Rewrite the lines from the one containing "Pick out the blurred" through the end of the listing, switching "pin" to "marker" and leaving everything else as it is.

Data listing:
::::::::::

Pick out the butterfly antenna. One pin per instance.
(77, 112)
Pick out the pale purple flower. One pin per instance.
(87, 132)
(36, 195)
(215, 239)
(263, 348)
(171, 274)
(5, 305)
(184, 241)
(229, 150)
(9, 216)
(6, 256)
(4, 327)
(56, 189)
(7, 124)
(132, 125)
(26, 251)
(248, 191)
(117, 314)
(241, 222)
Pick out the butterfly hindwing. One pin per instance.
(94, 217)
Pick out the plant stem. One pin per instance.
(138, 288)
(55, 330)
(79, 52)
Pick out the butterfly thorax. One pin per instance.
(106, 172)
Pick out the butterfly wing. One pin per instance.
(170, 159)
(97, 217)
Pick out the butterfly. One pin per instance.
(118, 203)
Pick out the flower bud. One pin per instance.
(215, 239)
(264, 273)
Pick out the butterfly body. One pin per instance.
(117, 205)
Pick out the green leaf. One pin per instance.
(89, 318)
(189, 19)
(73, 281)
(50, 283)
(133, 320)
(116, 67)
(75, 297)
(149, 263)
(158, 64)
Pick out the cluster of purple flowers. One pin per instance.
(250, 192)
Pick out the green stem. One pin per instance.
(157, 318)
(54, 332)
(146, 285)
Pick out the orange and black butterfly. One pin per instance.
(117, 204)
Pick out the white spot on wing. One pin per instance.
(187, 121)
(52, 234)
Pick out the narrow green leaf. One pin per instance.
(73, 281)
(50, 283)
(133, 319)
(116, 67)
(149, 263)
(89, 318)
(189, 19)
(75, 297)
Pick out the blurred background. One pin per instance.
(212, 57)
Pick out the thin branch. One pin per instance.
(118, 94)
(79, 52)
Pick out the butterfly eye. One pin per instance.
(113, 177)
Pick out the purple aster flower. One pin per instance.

::::::::::

Response:
Pick out the blurred background. One marker per instance.
(212, 57)
Pick out the thin branch. One marker per instance.
(118, 94)
(79, 52)
Pick out the butterfly eye. One marker per instance.
(113, 177)
Pick out the purple aster flower. One marker per instance.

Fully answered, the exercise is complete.